**DOCUMENT SECTION:**

· · ·

Engineer-Poet's comment made me think. This will be an interesting dilemma for 'filling stations'. If I can 'fill up' (charge) at home, I no longer need to go to a filling station unless I'm on a long distance trip. Result: many fewer visits to filling stations, almost to the point where they may not be profitable. Bottom line, if cars become electric, it'll be interesting to see how the electric distribution system will change.
I would also love to use my eliptical exercise machine to charge the car at night. That would make easier to justify a workout!
That may not make much difference; people already stop at C-stores much more often than they fill up. If I'm not mistaken, fuel is already such a low-margin business that most stations make their profits from sundries or mechanic's services.
If you can put out 200 watts on your elliptical and keep up with it for an hour a day, you'd get enough energy to move your car about a mile. If you want to feel virtuous you'd be better off charging the battery on an electric bike. ;-)

· · ·

**GIVEN ENTRIES:**
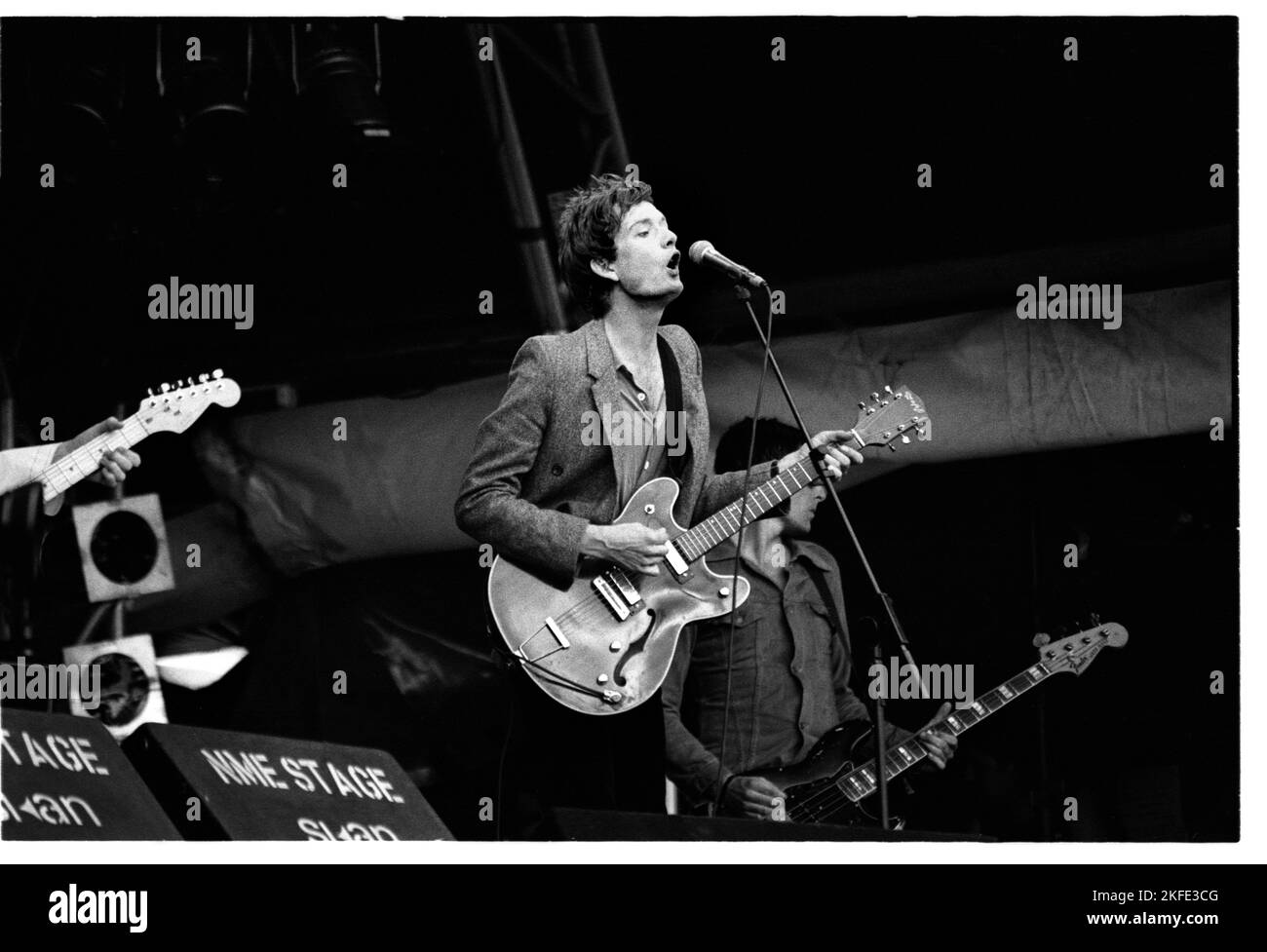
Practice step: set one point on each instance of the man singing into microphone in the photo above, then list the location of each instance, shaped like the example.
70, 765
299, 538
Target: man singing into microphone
544, 494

· · ·

**PROBLEM A:** In the forum thread on electric cars and filling stations, how far could a car be moved by putting out 200 watts on an elliptical for an hour a day?
**PROBLEM B:** Reproduce the passage of the forum thread starting at "That may not" and ending at "or mechanic's services.".
**PROBLEM C:** According to the forum thread, why might home charging make little difference to filling stations? Answer in one to three sentences.

**EXERCISE ANSWER A:** About a mile.

**EXERCISE ANSWER B:**
That may not make much difference; people already stop at C-stores much more often than they fill up. If I'm not mistaken, fuel is already such a low-margin business that most stations make their profits from sundries or mechanic's services.

**EXERCISE ANSWER C:** People already stop at convenience stores much more often than they fill up. Fuel is also a low-margin business, so most stations make their profits from sundries or mechanic's services.